**Document extract**
━━━

Reply of Cherokee Chief John Ross to Confederate Commissioner of Indian Affairs, David Hubbard, regarding the relationship of the Cherokee to the U.S. Government and the Confederate States.

 

EXECUTIVE DEPARTMENT, CHEROKEE NATION,
Park Hill, June 17, 1861

Hon. DAVID HUBBARD,
Com. Indian Affairs Confederate States, Fort Smith, Ark.:

SIR: Your communication dated at Fort Smith, 12th instant, has been received. The questions presented by you are of grave importance, and I have given them the best consideration I am capable. As the result of my deliberation allow me to say, with the highest respect for the Government you represent, that I feel constrained to adhere to the line of policy which I have heretofore pursued, and take no part in the unfortunate war between the United States and Confederate States of America.

When you were one, happy, prosperous, and friendly, as the United States, our treaties were made from time to time with your Government. Those treaties are contemporaneous with that Government, extending from the Confederacy of the United States previous to the adoption of the Constitution down to the present time. The first of them was negotiated at Hopewell in 1785 and the last at Washington in 1846. Some of them were the result of choice, others of necessity. By their operation the Cherokees surrendered large and valuable tracts of lands to the States which compose an important part of your Government. They came to the country now occupied by them with the assurance from the Government of the United States that it should be their home and the home of their posterity.

━━━

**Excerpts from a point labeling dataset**

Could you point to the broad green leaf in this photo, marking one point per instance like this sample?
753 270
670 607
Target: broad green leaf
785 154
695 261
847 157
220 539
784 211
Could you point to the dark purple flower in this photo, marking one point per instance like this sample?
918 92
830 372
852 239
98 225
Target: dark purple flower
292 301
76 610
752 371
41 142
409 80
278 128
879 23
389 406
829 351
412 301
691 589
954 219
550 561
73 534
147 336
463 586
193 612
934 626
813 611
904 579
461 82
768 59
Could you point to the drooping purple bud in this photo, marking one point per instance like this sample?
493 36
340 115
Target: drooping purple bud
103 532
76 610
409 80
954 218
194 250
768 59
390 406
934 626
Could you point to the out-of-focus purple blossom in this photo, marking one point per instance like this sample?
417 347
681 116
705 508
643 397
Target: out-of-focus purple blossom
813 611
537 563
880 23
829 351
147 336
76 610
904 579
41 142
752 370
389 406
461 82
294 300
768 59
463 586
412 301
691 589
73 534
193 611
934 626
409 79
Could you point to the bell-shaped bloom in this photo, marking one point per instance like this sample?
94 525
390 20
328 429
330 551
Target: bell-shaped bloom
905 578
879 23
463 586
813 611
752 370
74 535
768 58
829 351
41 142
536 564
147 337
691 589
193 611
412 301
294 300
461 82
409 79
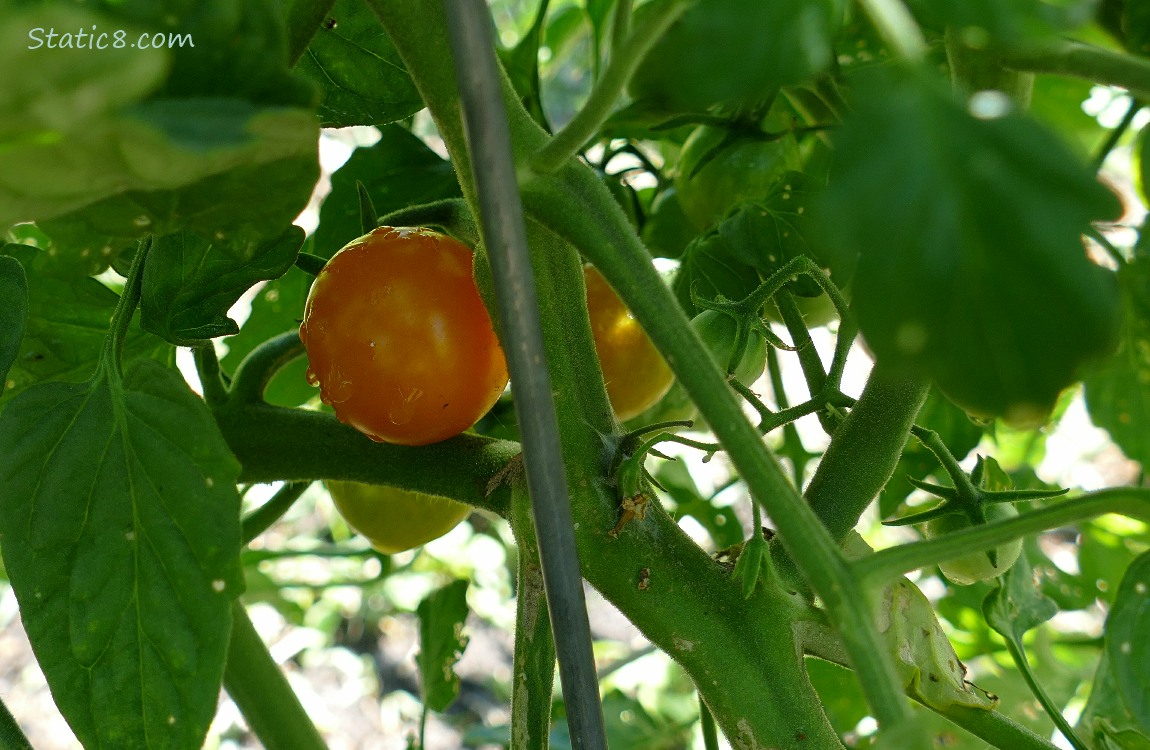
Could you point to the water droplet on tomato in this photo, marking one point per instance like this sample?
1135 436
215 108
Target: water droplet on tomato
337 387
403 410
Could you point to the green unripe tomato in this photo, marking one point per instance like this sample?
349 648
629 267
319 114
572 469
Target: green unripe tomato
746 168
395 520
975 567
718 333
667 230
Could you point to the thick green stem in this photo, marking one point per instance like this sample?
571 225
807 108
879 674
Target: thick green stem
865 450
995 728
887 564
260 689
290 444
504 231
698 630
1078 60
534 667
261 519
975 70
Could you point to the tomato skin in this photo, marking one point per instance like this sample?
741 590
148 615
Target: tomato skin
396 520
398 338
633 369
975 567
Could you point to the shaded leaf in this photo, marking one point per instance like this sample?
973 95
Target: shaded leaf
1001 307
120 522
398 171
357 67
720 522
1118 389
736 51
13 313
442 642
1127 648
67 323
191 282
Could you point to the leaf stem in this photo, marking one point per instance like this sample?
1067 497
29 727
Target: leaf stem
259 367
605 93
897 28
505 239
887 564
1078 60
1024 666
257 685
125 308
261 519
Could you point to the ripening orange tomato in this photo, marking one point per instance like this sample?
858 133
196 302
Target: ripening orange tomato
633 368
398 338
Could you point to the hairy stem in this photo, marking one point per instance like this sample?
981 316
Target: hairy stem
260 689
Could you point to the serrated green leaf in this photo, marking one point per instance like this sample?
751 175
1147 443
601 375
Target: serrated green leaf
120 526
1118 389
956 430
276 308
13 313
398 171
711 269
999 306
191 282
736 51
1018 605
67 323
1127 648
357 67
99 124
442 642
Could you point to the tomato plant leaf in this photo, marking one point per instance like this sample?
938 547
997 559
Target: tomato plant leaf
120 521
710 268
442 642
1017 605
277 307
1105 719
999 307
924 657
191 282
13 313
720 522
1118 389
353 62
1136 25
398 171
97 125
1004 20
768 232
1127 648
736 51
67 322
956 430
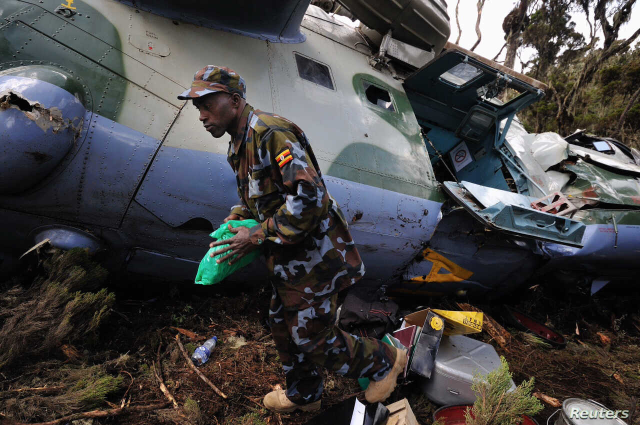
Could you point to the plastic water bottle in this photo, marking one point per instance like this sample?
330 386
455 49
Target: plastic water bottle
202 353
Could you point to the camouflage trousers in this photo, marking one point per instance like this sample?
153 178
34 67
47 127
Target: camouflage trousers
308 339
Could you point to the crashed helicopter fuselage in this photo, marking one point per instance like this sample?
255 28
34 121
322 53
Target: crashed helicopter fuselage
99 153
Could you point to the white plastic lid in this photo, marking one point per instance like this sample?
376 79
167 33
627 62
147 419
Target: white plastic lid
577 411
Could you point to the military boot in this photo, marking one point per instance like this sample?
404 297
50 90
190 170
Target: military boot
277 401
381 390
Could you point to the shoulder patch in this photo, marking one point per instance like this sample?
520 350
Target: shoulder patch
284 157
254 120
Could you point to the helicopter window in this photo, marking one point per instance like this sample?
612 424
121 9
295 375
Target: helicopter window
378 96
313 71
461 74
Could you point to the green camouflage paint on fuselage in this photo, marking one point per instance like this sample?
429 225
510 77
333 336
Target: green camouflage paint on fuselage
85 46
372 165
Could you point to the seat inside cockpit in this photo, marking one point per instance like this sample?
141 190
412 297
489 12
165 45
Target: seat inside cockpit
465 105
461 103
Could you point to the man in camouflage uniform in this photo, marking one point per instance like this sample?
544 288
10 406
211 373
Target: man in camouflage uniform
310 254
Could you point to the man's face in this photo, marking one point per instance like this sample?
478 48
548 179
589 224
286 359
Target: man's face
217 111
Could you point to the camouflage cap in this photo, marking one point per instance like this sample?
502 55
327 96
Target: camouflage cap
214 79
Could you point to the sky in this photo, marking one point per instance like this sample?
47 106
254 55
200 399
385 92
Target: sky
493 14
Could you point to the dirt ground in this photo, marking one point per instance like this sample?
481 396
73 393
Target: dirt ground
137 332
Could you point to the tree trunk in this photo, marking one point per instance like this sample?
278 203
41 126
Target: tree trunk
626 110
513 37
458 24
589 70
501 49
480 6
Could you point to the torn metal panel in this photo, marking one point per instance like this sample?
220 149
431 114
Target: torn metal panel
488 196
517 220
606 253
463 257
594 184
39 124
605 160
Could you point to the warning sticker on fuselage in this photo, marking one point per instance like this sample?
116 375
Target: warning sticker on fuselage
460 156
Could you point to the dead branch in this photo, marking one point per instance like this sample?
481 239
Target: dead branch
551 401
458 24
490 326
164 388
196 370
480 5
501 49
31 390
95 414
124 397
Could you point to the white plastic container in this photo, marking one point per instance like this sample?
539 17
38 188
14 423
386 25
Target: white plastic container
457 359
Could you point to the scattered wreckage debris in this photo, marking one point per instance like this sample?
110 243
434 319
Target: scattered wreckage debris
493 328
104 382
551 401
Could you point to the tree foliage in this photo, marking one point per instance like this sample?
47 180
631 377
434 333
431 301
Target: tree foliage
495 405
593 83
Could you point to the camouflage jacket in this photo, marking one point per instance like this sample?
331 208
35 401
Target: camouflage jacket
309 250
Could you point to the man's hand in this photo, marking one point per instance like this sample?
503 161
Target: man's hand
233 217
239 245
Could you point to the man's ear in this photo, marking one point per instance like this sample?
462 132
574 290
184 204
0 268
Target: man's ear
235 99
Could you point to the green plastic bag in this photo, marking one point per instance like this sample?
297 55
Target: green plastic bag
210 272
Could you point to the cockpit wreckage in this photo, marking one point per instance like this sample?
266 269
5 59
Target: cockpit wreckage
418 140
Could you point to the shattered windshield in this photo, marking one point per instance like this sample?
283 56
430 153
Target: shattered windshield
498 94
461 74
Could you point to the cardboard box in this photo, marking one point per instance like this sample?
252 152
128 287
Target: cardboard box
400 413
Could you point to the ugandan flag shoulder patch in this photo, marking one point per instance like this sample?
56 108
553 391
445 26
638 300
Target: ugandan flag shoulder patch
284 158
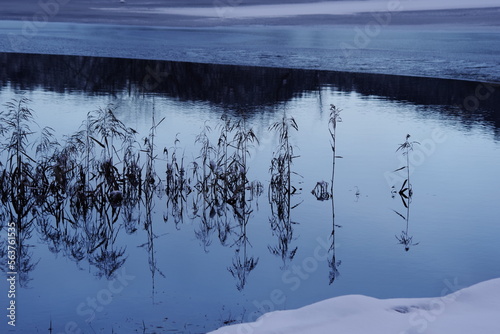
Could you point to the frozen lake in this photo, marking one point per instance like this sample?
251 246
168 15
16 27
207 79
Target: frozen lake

━━━

**Set exercise A**
In the letter from the Cherokee chief, where and in what year was the first treaty negotiated?
**Set exercise B**
Copy out the Cherokee chief's letter starting at the words "Reply of Cherokee" and ending after "States of America.", putting "letter" wherever "communication" appears.

**Task output A**
At Hopewell in 1785.

**Task output B**
Reply of Cherokee Chief John Ross to Confederate Commissioner of Indian Affairs, David Hubbard, regarding the relationship of the Cherokee to the U.S. Government and the Confederate States.

 

EXECUTIVE DEPARTMENT, CHEROKEE NATION,
Park Hill, June 17, 1861

Hon. DAVID HUBBARD,
Com. Indian Affairs Confederate States, Fort Smith, Ark.:

SIR: Your letter dated at Fort Smith, 12th instant, has been received. The questions presented by you are of grave importance, and I have given them the best consideration I am capable. As the result of my deliberation allow me to say, with the highest respect for the Government you represent, that I feel constrained to adhere to the line of policy which I have heretofore pursued, and take no part in the unfortunate war between the United States and Confederate States of America.